▶ [Detection annotation records]:
·····
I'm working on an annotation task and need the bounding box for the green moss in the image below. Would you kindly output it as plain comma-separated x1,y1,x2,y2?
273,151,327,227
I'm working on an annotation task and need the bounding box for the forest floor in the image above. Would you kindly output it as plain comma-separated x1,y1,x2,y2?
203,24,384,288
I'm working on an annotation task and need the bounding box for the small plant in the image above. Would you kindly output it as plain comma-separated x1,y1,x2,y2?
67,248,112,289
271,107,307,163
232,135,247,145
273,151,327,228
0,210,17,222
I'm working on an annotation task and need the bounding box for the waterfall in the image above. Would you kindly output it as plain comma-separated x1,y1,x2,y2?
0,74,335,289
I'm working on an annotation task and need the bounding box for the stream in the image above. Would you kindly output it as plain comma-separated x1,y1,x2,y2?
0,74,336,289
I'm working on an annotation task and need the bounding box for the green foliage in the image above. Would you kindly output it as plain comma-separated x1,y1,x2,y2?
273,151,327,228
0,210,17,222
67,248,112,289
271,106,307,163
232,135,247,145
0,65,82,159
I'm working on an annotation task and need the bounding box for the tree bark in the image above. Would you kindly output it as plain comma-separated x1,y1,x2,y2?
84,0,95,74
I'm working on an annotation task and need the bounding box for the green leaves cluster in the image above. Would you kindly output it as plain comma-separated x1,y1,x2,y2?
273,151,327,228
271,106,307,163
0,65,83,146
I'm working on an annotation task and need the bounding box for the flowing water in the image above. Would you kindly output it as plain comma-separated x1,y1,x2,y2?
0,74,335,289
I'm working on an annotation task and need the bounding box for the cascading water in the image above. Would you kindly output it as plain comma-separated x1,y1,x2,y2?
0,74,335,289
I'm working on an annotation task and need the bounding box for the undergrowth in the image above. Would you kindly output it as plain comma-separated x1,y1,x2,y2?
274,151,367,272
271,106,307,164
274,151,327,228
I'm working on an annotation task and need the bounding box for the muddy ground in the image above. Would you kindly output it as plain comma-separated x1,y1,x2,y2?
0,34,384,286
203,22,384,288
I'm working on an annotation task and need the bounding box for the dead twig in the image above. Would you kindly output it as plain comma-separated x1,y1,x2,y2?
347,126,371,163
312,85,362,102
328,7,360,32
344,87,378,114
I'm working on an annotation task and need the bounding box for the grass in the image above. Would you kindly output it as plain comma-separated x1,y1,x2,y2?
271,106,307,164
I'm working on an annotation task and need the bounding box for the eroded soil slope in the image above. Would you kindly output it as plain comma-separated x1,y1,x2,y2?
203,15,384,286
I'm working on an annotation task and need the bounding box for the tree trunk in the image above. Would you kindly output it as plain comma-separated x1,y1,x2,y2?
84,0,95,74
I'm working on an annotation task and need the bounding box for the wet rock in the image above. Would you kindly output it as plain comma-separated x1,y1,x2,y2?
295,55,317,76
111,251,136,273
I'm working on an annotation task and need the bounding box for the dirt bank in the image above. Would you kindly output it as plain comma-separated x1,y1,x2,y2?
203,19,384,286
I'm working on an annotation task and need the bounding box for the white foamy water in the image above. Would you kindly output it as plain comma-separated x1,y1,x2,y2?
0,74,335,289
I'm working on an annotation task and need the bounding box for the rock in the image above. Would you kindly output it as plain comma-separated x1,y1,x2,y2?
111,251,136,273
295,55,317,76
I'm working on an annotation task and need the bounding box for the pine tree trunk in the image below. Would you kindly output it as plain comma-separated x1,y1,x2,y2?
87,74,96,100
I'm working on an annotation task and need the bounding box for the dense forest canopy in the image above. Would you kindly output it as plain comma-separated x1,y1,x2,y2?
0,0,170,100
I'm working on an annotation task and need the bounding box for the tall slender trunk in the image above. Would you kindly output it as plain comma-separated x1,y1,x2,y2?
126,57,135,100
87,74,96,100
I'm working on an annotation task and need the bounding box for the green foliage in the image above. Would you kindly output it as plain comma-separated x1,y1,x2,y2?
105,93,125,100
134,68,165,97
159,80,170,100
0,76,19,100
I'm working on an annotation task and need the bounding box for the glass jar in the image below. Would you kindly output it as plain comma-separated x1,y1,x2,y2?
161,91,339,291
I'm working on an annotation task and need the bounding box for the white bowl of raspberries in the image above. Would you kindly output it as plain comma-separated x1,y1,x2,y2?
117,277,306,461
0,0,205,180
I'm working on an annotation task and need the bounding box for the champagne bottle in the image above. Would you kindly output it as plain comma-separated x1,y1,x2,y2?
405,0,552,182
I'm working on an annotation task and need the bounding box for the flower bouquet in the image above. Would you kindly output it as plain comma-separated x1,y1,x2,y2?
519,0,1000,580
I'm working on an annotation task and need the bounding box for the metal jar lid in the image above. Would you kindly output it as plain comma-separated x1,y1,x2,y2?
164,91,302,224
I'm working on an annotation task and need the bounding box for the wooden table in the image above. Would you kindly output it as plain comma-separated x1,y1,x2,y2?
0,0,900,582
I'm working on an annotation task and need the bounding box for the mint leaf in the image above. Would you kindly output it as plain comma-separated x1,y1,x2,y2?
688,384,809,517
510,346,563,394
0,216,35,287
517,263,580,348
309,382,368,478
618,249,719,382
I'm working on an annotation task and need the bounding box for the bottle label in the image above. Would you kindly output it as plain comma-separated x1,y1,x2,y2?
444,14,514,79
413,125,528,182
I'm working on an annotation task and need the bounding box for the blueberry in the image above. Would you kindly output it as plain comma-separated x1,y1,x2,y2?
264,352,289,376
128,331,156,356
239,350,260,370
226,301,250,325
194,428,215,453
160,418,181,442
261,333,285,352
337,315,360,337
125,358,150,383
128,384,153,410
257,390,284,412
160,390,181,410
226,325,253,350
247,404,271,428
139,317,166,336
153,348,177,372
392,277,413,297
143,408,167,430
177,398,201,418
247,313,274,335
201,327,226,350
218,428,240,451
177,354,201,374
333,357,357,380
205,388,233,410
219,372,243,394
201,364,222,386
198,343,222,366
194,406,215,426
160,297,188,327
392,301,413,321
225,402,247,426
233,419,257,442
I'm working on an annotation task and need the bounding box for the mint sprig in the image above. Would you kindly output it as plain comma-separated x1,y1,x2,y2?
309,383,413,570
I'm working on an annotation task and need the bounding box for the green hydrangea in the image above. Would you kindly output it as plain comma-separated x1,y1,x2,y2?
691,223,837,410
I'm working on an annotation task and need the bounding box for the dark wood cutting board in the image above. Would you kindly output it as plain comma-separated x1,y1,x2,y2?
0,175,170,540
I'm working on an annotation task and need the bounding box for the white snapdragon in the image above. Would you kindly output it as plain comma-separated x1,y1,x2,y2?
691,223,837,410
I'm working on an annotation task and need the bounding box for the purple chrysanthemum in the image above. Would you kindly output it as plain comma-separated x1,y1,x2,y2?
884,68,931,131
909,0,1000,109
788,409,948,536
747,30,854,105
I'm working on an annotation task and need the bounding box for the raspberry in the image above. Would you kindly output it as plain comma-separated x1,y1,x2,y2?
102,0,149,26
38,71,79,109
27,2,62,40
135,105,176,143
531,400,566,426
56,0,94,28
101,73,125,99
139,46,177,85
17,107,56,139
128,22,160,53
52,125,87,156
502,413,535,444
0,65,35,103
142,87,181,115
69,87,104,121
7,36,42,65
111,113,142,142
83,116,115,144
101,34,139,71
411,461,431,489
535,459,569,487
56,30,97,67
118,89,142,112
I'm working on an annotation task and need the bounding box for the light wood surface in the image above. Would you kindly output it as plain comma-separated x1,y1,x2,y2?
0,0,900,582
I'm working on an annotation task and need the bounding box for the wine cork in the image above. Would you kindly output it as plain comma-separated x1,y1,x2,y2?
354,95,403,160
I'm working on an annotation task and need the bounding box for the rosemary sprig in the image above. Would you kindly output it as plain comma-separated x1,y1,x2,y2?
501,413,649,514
·····
▶ [What needs to be done]: Print the lines from the one containing "for the blueberry" through the one containing "333,357,357,380", both included, with no changes.

▶ [Solution to this task]:
I'm working on an annotation task and need the bounding box for the blueberry in the image above. Would you kindly output it as plain comma-separated x1,y1,x2,y2?
264,352,289,376
128,331,156,356
239,350,260,370
226,301,250,325
194,428,215,453
160,418,181,442
261,333,285,352
337,315,360,337
125,358,150,383
128,384,153,410
257,390,284,412
160,390,181,410
226,325,253,350
247,404,271,428
139,317,166,336
153,348,177,372
392,277,413,297
143,408,167,430
177,398,201,418
247,313,274,335
201,327,226,350
218,428,240,451
177,354,201,374
333,357,357,380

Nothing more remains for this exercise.